_EXERCISE TASKS_
(A) In the blog post about sleep, how many naps a day did the writer take while polyphasic sleeping?
(B) Reproduce the part of the blog post about sleep that opens with the words containing "Sleep on a snowy" and closes with "joy to sleep.".

_DOCUMENT EXCERPT_
Tuesday, December 3, 2013

Sleep on a snowy night

Looking out my window last night, I noticed how bright the backdrop was for the barren tree, this tree whose presence I'm usually only vaguely aware of as a spot blacker than the black of the 8pm sky, but last night it stretched up with all the fierce loneliness of a true november tree against this white sky and I realized that light must be getting caught between the abundant clouds and the year's first snowfall in Kosovo, and it was at that thought, nestled under 2 down sleeping bags, behind a solid glass pane, in a bed elevated from the ground, in a house with a toilet inside, I admitted for the first time in my life, that it is a joy to sleep.
It was not long ago that I used to declare that were it an option, I'd never sleep again! I was obsessed with time and it's stinginess, and I found ways of tricking my body to save time lost on tiresome sleep. I tried self hypnosis, walking down stairs into a pool that shimmered in my unconscious, or go on walks through woods of my own sleep deprived creation, seeking energy balls of light, which I'd hungrily swallow like some magic drug and continue on with my sleepless day. But once, I got caught in my shimmering water and could not find the stairs back up into consciousness! I felt my physical body hyperventilating and shaking all over, and I started to panic, swimming around frantically and finally decided to kick off from the bottom and jump back into consciousness instead of going the gradual pleasant way up the stairs. The shock was jarring and I decided to give up on self hypnosis. But my demands for time were insatiable and I tried a new method- polyphasic sleeping. I slept only in 20 minute sections, 6 naps dispersed throughout the day, totaling 2 hours in a 24 hour period. This worked for a few months, but being on a rhythm completely alien to all of my fellow humans made me feel a vampire, walking through the night, sleeping in the day, but also just the awareness of being so alone in this contrived state made me give that up too, and I ceased with the alternative sleep methods, but still relished my disdain for this sublunar need. I wanted to be a being entirely reliant upon my mind, my time entirely dedicated to the advancement of my thoughts and ability of my fingers. Sleep was frustrating, and even eating, the time that goes into acquiring, preparing and even merely chewing on food became a nuisance and a bore.

_Data listing_
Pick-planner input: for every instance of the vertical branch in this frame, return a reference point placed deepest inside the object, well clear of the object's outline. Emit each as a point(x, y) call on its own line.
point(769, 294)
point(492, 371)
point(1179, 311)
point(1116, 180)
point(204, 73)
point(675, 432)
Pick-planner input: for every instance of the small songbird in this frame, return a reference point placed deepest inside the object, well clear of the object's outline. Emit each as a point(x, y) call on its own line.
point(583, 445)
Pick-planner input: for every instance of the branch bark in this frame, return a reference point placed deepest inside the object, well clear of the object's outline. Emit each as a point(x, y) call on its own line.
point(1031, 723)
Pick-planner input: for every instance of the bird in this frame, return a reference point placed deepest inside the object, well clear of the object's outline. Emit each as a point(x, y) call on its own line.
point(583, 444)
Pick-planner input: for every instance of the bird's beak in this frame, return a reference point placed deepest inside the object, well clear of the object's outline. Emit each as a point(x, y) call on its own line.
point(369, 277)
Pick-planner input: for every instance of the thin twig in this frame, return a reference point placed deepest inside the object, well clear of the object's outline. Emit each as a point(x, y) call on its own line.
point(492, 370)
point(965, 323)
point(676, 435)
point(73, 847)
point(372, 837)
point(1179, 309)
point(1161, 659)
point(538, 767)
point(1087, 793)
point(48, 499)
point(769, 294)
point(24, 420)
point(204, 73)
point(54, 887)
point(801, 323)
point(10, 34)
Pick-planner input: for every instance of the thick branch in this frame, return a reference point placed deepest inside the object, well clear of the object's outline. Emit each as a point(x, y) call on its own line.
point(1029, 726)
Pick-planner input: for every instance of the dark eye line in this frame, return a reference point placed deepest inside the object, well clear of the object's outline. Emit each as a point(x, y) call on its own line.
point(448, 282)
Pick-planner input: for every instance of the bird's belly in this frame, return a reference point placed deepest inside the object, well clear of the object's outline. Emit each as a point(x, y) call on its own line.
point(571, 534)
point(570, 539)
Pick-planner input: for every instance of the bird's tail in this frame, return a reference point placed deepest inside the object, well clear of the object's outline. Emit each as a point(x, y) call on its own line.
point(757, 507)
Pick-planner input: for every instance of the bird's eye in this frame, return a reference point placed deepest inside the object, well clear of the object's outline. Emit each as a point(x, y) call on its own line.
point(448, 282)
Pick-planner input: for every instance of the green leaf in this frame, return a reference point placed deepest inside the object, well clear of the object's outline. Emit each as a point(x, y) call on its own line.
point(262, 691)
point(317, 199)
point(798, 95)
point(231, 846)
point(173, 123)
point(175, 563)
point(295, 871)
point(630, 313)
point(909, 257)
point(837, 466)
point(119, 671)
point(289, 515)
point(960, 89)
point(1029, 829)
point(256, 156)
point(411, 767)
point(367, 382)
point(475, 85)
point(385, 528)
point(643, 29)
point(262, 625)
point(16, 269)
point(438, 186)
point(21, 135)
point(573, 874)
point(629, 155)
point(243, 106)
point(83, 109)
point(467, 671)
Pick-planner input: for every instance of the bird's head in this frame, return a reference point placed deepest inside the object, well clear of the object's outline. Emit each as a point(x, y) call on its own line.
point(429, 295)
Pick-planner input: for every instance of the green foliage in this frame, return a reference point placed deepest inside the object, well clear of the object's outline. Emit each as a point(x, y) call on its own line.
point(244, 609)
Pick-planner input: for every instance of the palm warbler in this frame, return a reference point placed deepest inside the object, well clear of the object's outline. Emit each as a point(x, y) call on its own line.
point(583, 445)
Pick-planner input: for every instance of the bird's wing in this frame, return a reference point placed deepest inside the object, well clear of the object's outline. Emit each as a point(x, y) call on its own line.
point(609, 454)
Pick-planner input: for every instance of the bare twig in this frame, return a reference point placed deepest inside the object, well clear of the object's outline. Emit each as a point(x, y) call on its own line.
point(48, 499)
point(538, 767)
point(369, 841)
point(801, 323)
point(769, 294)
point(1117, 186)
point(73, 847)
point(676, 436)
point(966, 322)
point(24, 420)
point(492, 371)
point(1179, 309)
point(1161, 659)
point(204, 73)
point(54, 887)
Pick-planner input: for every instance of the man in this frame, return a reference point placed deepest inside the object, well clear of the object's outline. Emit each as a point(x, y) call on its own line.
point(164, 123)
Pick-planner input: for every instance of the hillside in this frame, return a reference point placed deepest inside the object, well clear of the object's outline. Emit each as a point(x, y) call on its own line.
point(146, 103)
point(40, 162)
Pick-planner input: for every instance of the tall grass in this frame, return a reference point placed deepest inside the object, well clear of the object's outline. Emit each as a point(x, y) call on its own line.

_RESULTS_
(A) Six naps of 20 minutes each, totaling 2 hours in a 24-hour period.

(B)
Sleep on a snowy night

Looking out my window last night, I noticed how bright the backdrop was for the barren tree, this tree whose presence I'm usually only vaguely aware of as a spot blacker than the black of the 8pm sky, but last night it stretched up with all the fierce loneliness of a true november tree against this white sky and I realized that light must be getting caught between the abundant clouds and the year's first snowfall in Kosovo, and it was at that thought, nestled under 2 down sleeping bags, behind a solid glass pane, in a bed elevated from the ground, in a house with a toilet inside, I admitted for the first time in my life, that it is a joy to sleep.